### EXERCISE DIRECTIONS
Rewrite every one of the items below, putting "test" wherever "benchmark" appears and leaving everything else unchanged.

### RECORD EXTRACTS
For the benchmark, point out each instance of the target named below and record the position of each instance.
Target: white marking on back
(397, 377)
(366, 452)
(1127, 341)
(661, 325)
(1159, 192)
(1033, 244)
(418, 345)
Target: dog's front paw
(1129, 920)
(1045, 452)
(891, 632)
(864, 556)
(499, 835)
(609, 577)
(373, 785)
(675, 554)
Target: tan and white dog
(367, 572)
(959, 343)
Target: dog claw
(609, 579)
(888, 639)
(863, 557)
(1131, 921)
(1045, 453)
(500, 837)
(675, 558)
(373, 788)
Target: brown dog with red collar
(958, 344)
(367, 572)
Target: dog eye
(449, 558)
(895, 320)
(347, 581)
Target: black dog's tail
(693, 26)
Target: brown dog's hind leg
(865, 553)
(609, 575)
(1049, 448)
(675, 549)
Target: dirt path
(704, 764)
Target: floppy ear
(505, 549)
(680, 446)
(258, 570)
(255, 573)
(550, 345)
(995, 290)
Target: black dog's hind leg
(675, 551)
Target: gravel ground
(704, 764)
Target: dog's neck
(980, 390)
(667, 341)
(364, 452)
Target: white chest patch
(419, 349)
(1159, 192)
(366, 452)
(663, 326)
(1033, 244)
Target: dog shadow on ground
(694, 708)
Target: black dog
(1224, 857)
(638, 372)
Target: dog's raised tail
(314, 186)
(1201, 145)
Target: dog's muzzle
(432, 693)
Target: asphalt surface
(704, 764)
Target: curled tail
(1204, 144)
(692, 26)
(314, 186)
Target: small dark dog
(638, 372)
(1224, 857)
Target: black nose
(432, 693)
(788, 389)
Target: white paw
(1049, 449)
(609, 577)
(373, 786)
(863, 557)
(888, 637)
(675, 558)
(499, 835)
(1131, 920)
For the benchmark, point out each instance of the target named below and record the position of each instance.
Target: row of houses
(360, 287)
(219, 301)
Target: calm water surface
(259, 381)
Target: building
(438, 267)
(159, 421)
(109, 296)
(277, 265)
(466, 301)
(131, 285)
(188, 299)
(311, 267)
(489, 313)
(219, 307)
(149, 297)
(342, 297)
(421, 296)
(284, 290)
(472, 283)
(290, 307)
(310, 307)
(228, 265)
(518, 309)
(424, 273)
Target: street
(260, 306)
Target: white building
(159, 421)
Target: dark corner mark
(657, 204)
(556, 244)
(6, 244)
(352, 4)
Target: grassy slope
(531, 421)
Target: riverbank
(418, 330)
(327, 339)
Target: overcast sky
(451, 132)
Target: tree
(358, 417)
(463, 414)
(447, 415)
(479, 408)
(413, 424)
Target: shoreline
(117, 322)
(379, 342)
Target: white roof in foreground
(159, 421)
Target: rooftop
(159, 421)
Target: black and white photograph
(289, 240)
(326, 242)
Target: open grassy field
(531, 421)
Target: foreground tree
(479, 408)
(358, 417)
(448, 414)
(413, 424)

### PROBLEM SOLUTION
For the test, point out each instance of the target named below and record the position of each instance.
Target: white marking on back
(397, 377)
(366, 452)
(1127, 341)
(661, 325)
(1159, 192)
(1033, 244)
(418, 345)
Target: dog's front paw
(1129, 920)
(1045, 452)
(891, 632)
(864, 556)
(499, 835)
(609, 577)
(373, 785)
(675, 554)
Target: tan and white dog
(367, 572)
(959, 343)
Target: dog claw
(609, 579)
(888, 639)
(863, 557)
(1131, 921)
(1045, 453)
(500, 837)
(675, 558)
(373, 788)
Target: brown dog with red collar
(958, 344)
(367, 572)
Target: dog eye
(449, 558)
(895, 320)
(347, 581)
Target: black dog's tail
(693, 26)
Target: brown dog's hind leg
(865, 553)
(609, 575)
(1049, 448)
(675, 549)
Target: dirt path
(704, 764)
Target: floppy ear
(505, 549)
(680, 446)
(258, 570)
(255, 573)
(550, 345)
(995, 290)
Target: black dog's hind leg
(675, 551)
Target: gravel ground
(704, 764)
Target: dog's neck
(980, 390)
(667, 341)
(364, 452)
Target: white chest patch
(419, 349)
(1159, 192)
(366, 452)
(663, 326)
(1033, 244)
Target: dog shadow on ground
(694, 708)
Target: black dog
(1224, 857)
(638, 372)
Target: dog's raised tail
(314, 186)
(1201, 145)
Target: dog's muzzle
(432, 693)
Target: asphalt surface
(704, 764)
Target: curled tail
(1204, 144)
(692, 26)
(314, 186)
Target: small dark dog
(638, 372)
(1224, 857)
Target: black nose
(432, 693)
(788, 389)
Target: white paw
(1049, 449)
(609, 577)
(373, 786)
(863, 557)
(888, 637)
(675, 558)
(499, 835)
(1131, 920)
For the test, point out each instance of the target named below and record the position of each instance.
Target: row of houses
(360, 287)
(219, 301)
Target: calm water surface
(259, 381)
Target: building
(438, 267)
(159, 421)
(109, 296)
(277, 265)
(466, 301)
(131, 285)
(188, 299)
(311, 267)
(489, 313)
(219, 307)
(149, 297)
(342, 297)
(421, 296)
(284, 290)
(472, 283)
(290, 307)
(310, 307)
(228, 265)
(518, 309)
(424, 273)
Target: street
(260, 306)
Target: white building
(159, 421)
Target: dark corner mark
(657, 204)
(556, 244)
(6, 244)
(352, 4)
Target: grassy slope
(531, 421)
Target: riverbank
(418, 330)
(327, 339)
Target: overcast sky
(451, 132)
Target: tree
(358, 417)
(463, 414)
(447, 415)
(479, 408)
(413, 424)
Target: shoreline
(117, 322)
(379, 342)
Target: white roof in foreground
(159, 421)
Target: rooftop
(159, 421)
Target: black and white photograph
(289, 240)
(326, 242)
Target: open grassy field
(531, 421)
Target: foreground tree
(479, 408)
(358, 417)
(448, 414)
(413, 424)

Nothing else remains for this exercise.